RECORDED DATA -

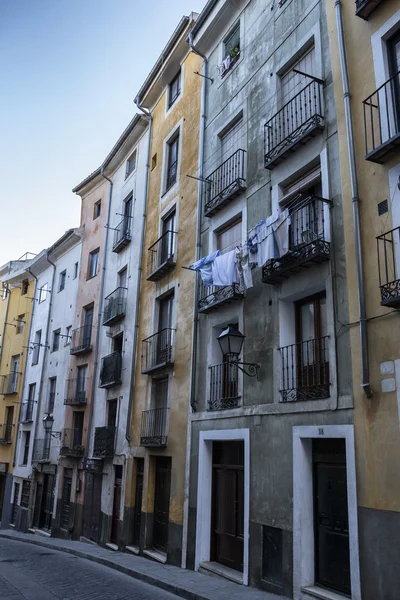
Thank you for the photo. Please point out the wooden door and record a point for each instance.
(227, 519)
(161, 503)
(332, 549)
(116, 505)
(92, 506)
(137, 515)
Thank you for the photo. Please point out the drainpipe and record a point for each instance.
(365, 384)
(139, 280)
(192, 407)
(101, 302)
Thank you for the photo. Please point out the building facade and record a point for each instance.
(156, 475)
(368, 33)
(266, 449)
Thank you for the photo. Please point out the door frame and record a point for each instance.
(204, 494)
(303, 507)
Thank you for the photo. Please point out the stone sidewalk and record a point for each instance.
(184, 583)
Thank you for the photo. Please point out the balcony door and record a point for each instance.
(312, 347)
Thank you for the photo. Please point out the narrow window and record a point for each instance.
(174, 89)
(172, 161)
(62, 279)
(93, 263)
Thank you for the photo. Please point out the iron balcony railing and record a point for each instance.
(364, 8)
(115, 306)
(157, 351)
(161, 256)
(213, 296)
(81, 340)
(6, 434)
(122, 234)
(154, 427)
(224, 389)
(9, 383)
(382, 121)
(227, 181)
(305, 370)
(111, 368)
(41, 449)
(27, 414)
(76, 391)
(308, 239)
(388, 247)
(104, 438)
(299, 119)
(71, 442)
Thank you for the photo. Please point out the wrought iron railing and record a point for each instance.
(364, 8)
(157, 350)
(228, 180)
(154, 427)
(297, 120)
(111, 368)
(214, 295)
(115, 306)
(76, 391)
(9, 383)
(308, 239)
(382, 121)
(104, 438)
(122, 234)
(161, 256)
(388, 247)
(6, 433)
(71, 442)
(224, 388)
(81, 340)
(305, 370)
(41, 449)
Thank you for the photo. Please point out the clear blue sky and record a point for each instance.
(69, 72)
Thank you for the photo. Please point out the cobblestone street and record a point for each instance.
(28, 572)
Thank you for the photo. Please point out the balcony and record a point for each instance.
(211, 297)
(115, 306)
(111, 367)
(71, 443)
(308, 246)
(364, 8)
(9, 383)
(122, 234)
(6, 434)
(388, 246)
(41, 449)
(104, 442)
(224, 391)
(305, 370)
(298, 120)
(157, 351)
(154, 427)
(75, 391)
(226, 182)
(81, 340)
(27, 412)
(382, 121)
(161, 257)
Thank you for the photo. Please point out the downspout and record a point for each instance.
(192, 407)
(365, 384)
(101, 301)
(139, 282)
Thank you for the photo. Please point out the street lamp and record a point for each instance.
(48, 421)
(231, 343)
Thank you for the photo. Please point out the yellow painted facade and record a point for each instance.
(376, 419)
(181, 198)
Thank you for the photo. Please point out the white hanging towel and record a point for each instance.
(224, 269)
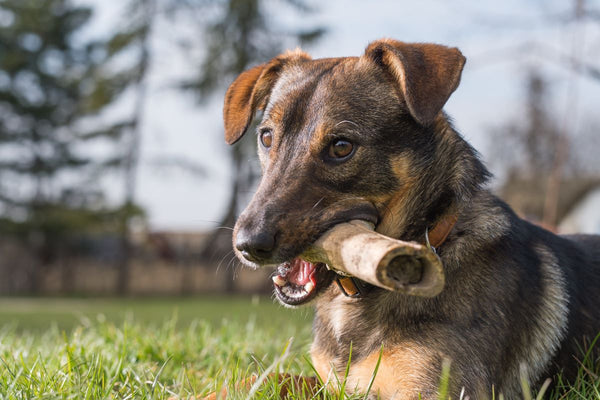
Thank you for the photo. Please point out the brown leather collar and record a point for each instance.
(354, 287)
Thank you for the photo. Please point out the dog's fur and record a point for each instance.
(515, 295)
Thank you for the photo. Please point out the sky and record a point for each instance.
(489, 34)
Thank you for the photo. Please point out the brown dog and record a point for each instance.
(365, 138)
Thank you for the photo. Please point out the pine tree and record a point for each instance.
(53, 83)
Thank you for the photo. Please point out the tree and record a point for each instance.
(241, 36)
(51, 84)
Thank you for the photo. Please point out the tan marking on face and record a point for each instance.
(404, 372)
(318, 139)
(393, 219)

EXERCISE DIRECTIONS - From the first record above to the last, output each one exactly and omit the pictures.

RESULT -
Thank you for the photo. Please point out the wooden door and record a point for each instance.
(227, 519)
(161, 503)
(332, 549)
(116, 505)
(92, 506)
(137, 515)
Thank you for the photo. Please point out the drainpipe and record a point for each instance.
(365, 384)
(139, 280)
(192, 407)
(101, 302)
Thank you for the photo. Please point out the building facade and record a point for each instance.
(156, 475)
(368, 33)
(266, 449)
Thank you for the photo. Please point out the door frame and record a point for each instance.
(204, 494)
(303, 507)
Thank you for the photo. Please point out the stone sidewalk and record a point for each instance.
(184, 583)
Thank you for the photo. Please point out the balcony door and record a point for each instance.
(312, 347)
Thank you for the photo. Please point out the narrow window and record a point for each instance.
(174, 89)
(172, 161)
(62, 279)
(93, 263)
Thank you for the photo. Please point out the iron balcony railing and record a point for each instance.
(364, 8)
(115, 306)
(157, 351)
(161, 256)
(213, 296)
(81, 340)
(6, 434)
(122, 234)
(154, 427)
(224, 389)
(9, 383)
(382, 121)
(227, 181)
(305, 370)
(111, 368)
(41, 449)
(27, 414)
(76, 391)
(308, 239)
(388, 247)
(104, 438)
(299, 119)
(71, 442)
Thank you for the photo. Please point out the wrought iron railing and record a point for each instance.
(364, 8)
(157, 350)
(228, 180)
(154, 427)
(297, 120)
(111, 368)
(214, 295)
(115, 306)
(76, 391)
(9, 383)
(308, 239)
(382, 121)
(104, 438)
(122, 234)
(161, 256)
(388, 247)
(6, 433)
(71, 442)
(224, 388)
(81, 340)
(305, 370)
(41, 449)
Thank you for the photo. Please point out the clear blue sky and record a point for each instance.
(69, 72)
Thank you for the photo. Please point out the cobblestone street and record a point for each instance.
(28, 572)
Thank you for the photo. Please point out the balcony and record a point for each instance.
(211, 297)
(115, 306)
(111, 367)
(71, 443)
(308, 246)
(364, 8)
(9, 383)
(122, 234)
(6, 434)
(388, 246)
(41, 449)
(104, 442)
(224, 391)
(305, 370)
(298, 120)
(157, 351)
(154, 427)
(75, 391)
(226, 182)
(81, 340)
(27, 412)
(382, 121)
(161, 257)
Thank you for the photo. Please point out the downspout and record a point for each instance.
(192, 407)
(365, 384)
(101, 301)
(139, 282)
Thank you for the photo. Please point out the street lamp and record a point for each instance.
(48, 421)
(231, 343)
Thank you for the photo. Please point out the yellow painted facade and record a point for each instance.
(376, 419)
(181, 198)
Thank you for the photo. Please point out the white hanging towel and record a point for each instance.
(224, 269)
Thank you for the photo. Please point out the brown leather collar and record a point for each instance.
(354, 287)
Thank you for the photo. Please point out the dog's fur and record a point for each instance.
(515, 295)
Thank you for the photo. Please point out the sky and record a point for each instance.
(489, 34)
Thank you for the photo. Please point out the brown dog and record a point for each instance.
(365, 138)
Thank you for the photo. Please point out the pine tree and record a point for each instance.
(53, 83)
Thank you for the photo. Please point out the tree and record a point for each instance.
(241, 36)
(51, 84)
Thank you for the photo. Please point out the tan marking on face and record a point for each instance.
(404, 372)
(318, 139)
(393, 219)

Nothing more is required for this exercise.